__GIVEN EXERCISE__.
Please identify every line in the material below that contains the word "brick", treating uppercase and lowercase as different, and copy each of those lines out in full.

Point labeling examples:

* * * *

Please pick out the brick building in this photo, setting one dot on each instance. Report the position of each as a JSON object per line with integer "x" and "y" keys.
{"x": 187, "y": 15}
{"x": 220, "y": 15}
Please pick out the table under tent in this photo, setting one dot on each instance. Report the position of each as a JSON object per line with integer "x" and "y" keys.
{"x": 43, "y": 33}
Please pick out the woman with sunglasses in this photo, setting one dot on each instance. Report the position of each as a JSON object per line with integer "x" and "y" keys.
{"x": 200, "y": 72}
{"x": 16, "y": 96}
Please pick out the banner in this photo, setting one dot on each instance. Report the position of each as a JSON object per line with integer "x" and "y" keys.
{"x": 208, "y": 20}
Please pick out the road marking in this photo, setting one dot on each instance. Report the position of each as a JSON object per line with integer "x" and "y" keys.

* * * *

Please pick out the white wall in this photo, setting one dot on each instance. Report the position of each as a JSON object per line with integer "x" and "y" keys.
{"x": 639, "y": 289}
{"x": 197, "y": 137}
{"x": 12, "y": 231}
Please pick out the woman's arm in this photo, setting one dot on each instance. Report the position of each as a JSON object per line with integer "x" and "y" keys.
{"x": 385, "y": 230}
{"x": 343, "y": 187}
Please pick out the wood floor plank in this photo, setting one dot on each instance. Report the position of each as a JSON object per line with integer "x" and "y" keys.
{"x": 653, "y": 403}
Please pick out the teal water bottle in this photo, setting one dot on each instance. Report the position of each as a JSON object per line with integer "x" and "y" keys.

* * * *

__THE RESULT__.
Please pick out the brick building in this photo, setting one dot on each instance. Report the position of each as a JSON object per line with integer "x" and "y" keys.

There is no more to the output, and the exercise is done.